═══ TEXTAUSZUG

An imposanten Schluchten und sprudelnden Wasserfällen mangelt es im Tessin wahrlich nicht. Einige von ihnen wie die Cascata del Salto in Maggia oder Wasserfall Piumogna bei Faido sind weiter über die Kantonsgrenzen hinaus bekannt. Und doch ist kaum ein Wasserfall so spektakulär und pittoresk wie die Cascata della Froda (Foroglio Wasserfall). 110 Meter stürzt unweit des Dorfes der Fluss Calnègia mit lautem Tosen in die Tiefe. Für viele gilt dieser Wasserfall als der schönste der Schweiz. Die Kulisse macht ihn einzigartig.

══════

_AUFGABE_.
Fasse bitte den Absatz „An imposanten Schluchten“ im Textauszug oben als knappe Stichpunktliste zusammen, ohne die wesentlichen Fakten zu verlieren.

═══ BEREITGESTELLTES MATERIAL

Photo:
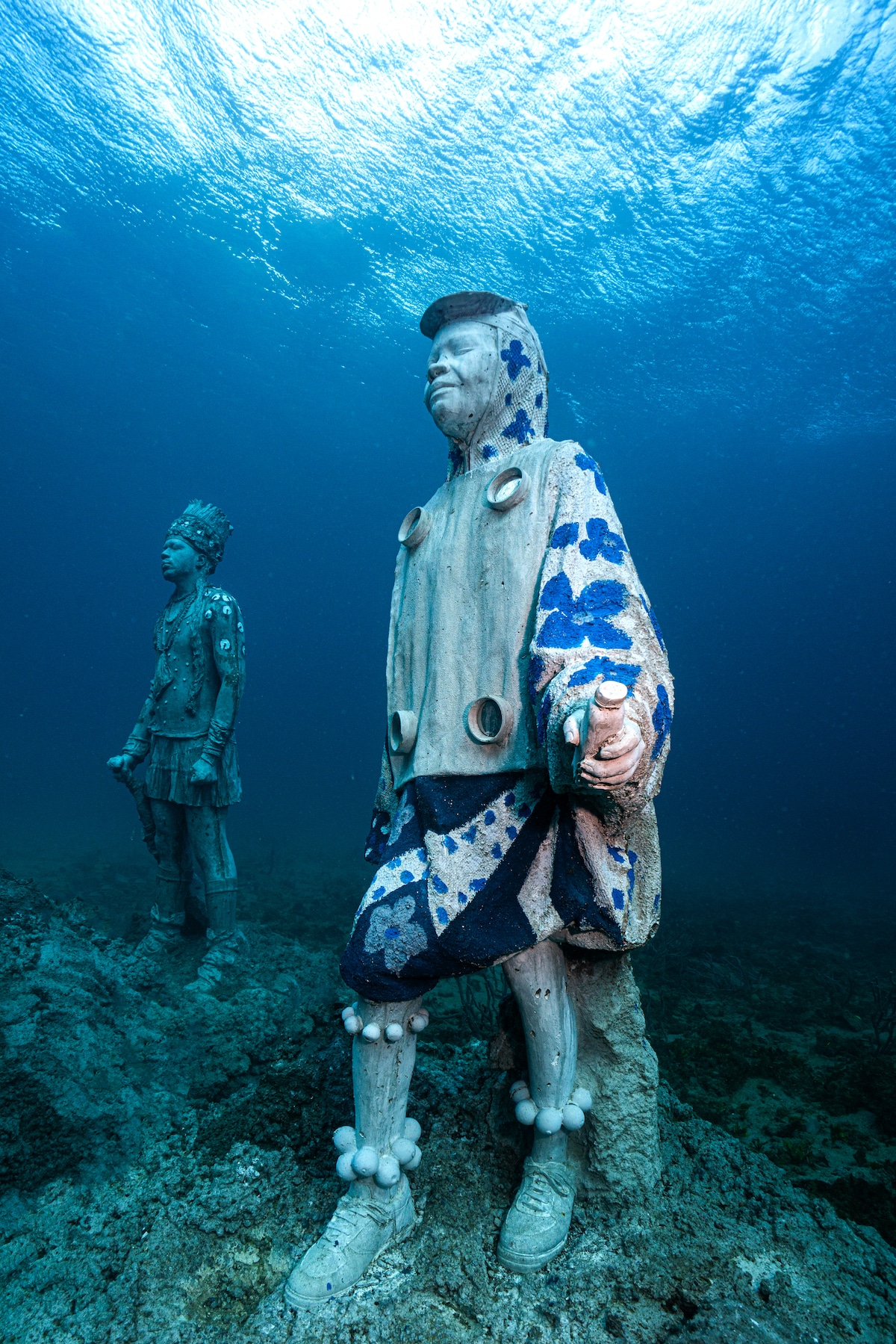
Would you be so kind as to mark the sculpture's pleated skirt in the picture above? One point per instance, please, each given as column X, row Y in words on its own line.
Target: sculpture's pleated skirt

══════

_LÖSUNG_.
- Im Tessin gibt es viele imposante Schluchten und sprudelnde Wasserfälle.
- Über die Kantonsgrenzen hinaus bekannt sind etwa die Cascata del Salto in Maggia und der Wasserfall Piumogna bei Faido.
- Besonders spektakulär und pittoresk ist die Cascata della Froda (Foroglio Wasserfall).
- Dort stürzt der Fluss Calnègia unweit des Dorfes 110 Meter tosend in die Tiefe.
- Viele halten ihn für den schönsten Wasserfall der Schweiz, und seine Kulisse macht ihn einzigartig.